→ **Page text**
╔══

State attorneys general filed the lawsuits in federal courts in Louisiana and Texas challenging a U.S. Department of Education rule that extends sex discrimination protections in federal civil rights law to LGBTQ students.

The department said the rule issued earlier this month clarified that the prohibition against sex-based discrimination in schools and colleges that receive federal funding contained in Title IX of the Education Amendments of 1972 also includes discrimination based on sexual orientation and gender identity.

Title IX applies to both public and private schools, nearly all of which nationally accept some form of federal funding.

Attorney General Lynn Fitch speaks at the Neshoba County Fair in Philadelphia, Miss., Thursday, July 28, 2022.
Attorney General Lynn Fitch speaks at the Neshoba County Fair in Philadelphia, Miss., Thursday, July 28, 2022.

The department cited a 2020 U.S. Supreme Court decision holding that a ban against sex discrimination in the workplace contained in a different law, Title VII, covered gay and transgender workers.

In a lawsuit filed on Monday, Republican Texas Attorney General Ken Paxton said the Supreme Court's decision in Bostock v. Clayton County did not extend beyond Title VII to other federal laws prohibiting sex discrimination.

That lawsuit, along with a separate one filed by Republican state attorneys general in Louisiana, Mississippi, Montana and Idaho, argued the rule unlawfully interprets Title IX in a way that conflicts with the statute's text, which they said since its enactment has defined "sex" as a person's biological sex.

Courts often rely on interpretations of Title VII when analyzing Title IX as both laws bar discrimination on the basis of sex.

The states said that unless the rule was vacated, schools would be prohibited from distinguishing between biological males and females in athletic and educational opportunities and would be required to allow transgender students to use restrooms and locker rooms conforming to their gender identities.

╚══

→ **Given information**

╔══

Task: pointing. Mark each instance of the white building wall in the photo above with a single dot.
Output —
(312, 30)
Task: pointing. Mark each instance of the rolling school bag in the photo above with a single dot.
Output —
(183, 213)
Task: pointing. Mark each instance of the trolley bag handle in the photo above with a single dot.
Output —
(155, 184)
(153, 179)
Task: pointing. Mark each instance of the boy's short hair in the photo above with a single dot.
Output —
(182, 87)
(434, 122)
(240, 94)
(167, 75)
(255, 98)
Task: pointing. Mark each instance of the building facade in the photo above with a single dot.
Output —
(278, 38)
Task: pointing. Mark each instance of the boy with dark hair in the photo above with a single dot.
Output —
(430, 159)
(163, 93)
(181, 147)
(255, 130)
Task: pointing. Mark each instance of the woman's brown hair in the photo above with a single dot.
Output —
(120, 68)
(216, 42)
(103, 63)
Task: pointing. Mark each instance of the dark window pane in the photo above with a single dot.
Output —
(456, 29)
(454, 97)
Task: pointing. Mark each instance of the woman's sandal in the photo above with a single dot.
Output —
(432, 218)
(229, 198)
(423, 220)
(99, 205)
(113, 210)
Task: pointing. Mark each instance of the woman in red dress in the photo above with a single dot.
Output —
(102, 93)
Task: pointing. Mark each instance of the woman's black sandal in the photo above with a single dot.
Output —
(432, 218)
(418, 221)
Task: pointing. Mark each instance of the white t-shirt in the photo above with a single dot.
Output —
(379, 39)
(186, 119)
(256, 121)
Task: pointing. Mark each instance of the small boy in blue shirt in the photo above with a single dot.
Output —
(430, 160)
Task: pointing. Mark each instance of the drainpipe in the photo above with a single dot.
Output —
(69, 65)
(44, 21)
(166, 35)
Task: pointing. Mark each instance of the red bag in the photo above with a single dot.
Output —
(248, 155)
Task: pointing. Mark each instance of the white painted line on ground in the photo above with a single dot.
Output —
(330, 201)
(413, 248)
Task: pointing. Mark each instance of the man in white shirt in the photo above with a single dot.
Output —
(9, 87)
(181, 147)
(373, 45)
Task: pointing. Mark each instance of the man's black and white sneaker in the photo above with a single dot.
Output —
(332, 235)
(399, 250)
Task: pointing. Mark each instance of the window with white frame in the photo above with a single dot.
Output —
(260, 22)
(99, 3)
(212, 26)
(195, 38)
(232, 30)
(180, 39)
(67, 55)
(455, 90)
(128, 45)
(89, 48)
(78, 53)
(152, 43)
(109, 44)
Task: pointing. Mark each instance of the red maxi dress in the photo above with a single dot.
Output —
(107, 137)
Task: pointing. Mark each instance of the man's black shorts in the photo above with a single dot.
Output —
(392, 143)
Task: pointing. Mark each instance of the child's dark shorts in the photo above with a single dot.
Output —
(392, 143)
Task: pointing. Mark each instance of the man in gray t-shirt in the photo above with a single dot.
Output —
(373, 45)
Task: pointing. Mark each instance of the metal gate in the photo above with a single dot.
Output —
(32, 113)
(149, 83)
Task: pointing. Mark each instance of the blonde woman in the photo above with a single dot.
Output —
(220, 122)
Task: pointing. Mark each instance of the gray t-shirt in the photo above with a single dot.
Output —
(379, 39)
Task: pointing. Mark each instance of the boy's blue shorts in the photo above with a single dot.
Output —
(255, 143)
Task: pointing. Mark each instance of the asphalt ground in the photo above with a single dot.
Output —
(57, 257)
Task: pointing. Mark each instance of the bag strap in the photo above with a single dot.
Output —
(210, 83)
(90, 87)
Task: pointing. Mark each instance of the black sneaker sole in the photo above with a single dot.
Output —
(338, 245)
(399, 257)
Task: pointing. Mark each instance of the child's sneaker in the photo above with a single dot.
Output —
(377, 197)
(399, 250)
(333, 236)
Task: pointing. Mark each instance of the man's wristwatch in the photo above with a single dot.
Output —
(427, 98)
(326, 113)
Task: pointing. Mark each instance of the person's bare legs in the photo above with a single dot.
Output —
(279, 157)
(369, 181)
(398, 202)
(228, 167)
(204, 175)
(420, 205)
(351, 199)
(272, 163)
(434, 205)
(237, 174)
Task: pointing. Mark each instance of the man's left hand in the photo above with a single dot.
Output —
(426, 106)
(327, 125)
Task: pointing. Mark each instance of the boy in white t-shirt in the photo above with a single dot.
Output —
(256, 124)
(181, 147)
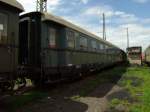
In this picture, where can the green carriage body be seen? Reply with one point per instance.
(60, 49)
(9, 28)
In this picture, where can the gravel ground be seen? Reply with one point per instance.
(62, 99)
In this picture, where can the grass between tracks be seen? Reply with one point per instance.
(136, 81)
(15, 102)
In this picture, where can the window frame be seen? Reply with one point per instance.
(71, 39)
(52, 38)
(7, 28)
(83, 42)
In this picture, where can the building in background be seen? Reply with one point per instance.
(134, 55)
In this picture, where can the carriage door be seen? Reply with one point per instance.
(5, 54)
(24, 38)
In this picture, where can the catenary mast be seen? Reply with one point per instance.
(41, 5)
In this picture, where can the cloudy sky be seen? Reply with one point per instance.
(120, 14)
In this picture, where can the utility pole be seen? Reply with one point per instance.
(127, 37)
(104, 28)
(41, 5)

╚══
╔══

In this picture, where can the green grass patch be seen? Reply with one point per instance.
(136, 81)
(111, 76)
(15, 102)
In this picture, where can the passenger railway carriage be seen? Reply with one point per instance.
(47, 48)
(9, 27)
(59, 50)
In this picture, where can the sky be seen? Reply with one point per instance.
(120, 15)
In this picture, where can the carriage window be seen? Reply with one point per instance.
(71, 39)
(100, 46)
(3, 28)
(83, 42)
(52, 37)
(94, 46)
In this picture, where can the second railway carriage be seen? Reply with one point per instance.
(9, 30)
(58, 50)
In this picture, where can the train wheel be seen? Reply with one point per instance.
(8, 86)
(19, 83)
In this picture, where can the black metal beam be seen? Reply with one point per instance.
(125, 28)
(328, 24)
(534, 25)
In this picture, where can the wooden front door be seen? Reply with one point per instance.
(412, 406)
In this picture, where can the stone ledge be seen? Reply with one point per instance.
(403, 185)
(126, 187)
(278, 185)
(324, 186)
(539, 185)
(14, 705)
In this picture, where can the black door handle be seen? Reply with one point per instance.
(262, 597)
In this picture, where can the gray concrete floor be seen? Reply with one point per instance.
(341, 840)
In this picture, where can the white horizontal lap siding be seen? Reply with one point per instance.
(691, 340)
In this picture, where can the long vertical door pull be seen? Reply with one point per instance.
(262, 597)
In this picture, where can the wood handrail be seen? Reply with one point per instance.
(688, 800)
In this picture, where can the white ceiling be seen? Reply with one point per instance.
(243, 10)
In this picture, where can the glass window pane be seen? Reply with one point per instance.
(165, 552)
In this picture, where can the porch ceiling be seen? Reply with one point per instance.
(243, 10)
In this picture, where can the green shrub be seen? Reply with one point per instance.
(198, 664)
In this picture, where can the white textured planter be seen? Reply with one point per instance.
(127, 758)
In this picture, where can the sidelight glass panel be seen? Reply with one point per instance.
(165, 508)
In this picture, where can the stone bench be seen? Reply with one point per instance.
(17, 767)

╚══
╔══

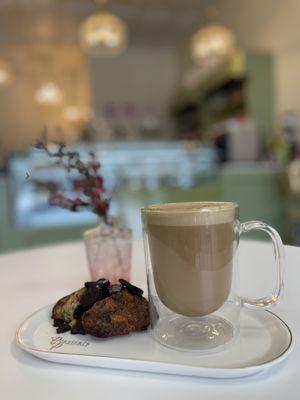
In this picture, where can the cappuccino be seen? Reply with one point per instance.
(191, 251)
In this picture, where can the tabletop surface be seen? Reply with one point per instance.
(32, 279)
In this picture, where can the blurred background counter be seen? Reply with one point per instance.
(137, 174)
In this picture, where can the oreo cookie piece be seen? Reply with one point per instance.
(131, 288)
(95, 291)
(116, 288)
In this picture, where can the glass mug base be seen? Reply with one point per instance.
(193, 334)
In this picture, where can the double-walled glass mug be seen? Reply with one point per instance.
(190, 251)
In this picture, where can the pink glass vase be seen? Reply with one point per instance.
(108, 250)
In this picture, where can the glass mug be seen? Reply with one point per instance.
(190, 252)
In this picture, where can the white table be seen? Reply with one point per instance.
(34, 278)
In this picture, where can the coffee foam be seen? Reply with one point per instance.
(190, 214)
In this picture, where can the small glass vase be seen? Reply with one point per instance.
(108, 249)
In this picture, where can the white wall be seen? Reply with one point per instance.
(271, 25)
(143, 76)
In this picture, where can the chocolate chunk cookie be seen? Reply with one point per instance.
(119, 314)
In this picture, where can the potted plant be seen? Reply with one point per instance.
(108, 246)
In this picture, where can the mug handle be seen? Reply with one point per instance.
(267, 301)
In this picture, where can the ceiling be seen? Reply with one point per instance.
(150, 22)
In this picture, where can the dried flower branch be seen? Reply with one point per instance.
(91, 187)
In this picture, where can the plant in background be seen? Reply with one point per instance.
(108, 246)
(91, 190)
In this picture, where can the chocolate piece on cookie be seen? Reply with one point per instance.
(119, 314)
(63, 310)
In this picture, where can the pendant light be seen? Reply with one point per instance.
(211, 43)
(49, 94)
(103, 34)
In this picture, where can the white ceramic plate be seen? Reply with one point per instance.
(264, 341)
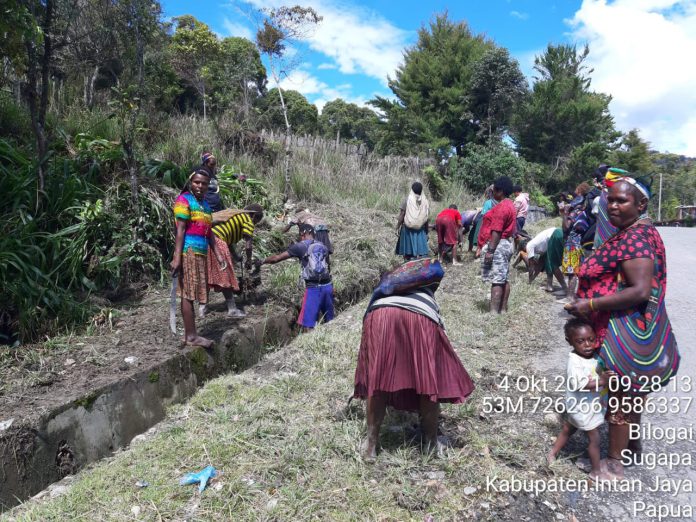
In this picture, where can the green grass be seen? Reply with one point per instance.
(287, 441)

╚══

→ **Task item A**
From the Title IX article, output the stretch from "Courts often rely" through "their gender identities." word for word.
→ **Task item B**
Please translate this sentence from the Title IX article into Spanish: "Title IX applies to both public and private schools, nearly all of which nationally accept some form of federal funding."
→ **Task item C**
Summarize the Title IX article in two sentences.

→ **Expected answer A**
Courts often rely on interpretations of Title VII when analyzing Title IX as both laws bar discrimination on the basis of sex.

The states said that unless the rule was vacated, schools would be prohibited from distinguishing between biological males and females in athletic and educational opportunities and would be required to allow transgender students to use restrooms and locker rooms conforming to their gender identities.

→ **Expected answer B**
El Título IX se aplica tanto a las escuelas públicas como a las privadas, casi todas las cuales aceptan a nivel nacional algún tipo de financiación federal.

→ **Expected answer C**
Republican state attorneys general filed lawsuits in federal courts in Louisiana and Texas challenging a U.S. Department of Education rule that extends Title IX's sex discrimination protections to LGBTQ students, arguing that the rule conflicts with the statute's text, which they said has defined "sex" as a person's biological sex. The department cited a 2020 Supreme Court decision holding that Title VII's workplace ban on sex discrimination covered gay and transgender workers, but Texas Attorney General Ken Paxton said that decision did not extend beyond Title VII.